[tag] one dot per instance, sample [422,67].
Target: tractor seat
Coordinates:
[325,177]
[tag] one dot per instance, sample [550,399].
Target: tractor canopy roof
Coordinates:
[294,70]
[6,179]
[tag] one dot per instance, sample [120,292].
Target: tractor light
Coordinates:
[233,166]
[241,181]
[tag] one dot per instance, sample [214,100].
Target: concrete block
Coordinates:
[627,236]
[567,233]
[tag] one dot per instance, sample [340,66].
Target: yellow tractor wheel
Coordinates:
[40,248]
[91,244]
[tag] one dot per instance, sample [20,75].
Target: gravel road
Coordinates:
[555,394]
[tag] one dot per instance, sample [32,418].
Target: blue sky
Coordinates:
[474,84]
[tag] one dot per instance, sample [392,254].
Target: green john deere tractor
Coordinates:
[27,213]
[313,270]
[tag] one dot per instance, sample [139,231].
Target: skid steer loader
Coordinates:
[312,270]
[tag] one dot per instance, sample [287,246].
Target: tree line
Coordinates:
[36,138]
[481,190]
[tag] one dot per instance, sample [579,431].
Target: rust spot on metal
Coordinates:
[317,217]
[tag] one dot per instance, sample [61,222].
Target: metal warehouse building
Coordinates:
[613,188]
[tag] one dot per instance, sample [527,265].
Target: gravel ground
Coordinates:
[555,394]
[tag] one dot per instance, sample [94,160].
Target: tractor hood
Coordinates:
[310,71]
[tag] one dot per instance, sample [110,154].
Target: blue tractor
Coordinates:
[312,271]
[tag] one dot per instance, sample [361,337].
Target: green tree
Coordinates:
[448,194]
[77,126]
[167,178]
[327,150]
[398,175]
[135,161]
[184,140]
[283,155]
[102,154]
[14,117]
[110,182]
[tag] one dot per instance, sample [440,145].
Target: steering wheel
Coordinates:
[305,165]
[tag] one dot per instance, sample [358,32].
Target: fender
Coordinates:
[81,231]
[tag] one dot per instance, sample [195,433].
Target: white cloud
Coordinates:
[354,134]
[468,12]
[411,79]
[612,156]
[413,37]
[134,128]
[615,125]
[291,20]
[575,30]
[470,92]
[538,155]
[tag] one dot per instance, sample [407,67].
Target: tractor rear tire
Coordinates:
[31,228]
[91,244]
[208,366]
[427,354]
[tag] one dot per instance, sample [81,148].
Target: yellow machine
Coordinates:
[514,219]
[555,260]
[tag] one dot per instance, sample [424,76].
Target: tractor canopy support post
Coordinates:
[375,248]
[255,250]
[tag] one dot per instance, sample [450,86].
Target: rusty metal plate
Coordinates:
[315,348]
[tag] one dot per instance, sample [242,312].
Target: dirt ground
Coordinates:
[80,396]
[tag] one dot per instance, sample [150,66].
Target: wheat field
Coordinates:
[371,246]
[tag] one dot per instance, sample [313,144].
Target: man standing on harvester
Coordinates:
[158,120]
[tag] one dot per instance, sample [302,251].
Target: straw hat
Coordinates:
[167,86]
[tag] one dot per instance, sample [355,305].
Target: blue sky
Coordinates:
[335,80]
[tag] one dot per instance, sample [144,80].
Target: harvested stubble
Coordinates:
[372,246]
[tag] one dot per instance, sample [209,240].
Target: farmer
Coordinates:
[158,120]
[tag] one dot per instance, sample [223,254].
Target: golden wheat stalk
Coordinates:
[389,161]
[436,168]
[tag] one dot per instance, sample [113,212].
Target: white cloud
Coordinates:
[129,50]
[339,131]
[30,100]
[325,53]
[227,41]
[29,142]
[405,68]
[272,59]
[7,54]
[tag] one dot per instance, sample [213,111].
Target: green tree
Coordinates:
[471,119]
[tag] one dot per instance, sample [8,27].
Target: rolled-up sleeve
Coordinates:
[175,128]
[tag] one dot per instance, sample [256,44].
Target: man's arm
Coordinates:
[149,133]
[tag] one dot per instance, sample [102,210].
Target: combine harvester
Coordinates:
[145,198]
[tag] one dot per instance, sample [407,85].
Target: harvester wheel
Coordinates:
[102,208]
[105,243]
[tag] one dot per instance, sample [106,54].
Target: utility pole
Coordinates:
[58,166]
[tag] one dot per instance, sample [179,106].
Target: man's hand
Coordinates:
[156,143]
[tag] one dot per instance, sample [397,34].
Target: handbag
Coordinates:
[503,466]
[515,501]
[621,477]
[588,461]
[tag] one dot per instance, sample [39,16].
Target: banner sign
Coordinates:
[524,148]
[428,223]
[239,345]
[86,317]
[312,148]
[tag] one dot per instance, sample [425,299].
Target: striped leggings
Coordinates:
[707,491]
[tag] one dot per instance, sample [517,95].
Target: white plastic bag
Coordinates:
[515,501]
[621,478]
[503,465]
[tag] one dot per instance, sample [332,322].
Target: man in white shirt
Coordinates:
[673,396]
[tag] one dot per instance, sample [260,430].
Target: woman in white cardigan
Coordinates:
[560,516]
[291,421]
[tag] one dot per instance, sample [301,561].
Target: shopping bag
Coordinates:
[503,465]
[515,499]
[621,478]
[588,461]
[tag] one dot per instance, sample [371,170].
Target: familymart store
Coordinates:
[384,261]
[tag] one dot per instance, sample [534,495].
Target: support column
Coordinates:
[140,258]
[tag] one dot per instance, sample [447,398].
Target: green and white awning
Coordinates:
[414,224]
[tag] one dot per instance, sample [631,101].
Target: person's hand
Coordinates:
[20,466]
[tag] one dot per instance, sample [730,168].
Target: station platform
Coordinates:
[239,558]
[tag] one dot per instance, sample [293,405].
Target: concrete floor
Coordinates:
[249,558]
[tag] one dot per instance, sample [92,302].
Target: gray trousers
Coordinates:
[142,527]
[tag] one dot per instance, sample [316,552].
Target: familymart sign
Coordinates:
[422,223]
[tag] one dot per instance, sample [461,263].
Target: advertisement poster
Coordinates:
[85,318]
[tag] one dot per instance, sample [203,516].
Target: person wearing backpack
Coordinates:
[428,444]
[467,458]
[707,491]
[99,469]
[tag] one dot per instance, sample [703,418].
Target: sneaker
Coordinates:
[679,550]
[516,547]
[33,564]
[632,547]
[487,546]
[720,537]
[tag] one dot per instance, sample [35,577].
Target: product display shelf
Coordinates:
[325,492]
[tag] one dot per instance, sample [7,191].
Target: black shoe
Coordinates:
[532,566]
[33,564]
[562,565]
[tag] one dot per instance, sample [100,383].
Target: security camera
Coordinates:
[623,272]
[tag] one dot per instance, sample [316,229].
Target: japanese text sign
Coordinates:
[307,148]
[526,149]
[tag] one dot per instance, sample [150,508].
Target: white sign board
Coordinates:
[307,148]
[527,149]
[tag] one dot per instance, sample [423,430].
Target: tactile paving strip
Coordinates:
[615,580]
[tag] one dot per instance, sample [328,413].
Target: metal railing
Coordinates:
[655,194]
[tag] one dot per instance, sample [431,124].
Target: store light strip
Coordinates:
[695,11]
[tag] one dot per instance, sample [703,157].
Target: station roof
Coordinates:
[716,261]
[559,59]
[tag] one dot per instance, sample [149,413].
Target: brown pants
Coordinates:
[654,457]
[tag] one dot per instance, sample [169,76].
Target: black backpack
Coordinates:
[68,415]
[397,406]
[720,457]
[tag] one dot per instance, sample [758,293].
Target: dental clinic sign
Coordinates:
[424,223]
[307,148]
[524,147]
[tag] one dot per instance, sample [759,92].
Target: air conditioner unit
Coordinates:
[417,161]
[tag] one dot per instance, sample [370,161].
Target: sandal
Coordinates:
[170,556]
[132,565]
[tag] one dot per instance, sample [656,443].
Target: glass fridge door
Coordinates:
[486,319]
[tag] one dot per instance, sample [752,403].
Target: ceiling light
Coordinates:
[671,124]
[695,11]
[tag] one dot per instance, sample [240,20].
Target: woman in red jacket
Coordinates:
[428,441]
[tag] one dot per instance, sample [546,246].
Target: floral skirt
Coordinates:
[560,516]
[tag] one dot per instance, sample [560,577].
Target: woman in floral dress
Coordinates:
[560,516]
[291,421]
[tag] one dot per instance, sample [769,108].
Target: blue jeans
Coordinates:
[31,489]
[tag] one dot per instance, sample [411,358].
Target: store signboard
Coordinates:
==========
▶ _ACTIVITY_
Your answer should consist of every line from the entries that holds "metal".

▶ _WORKED SOLUTION_
Target: rust spot on metal
Target: metal warehouse building
Target: rusty metal plate
Target: metal railing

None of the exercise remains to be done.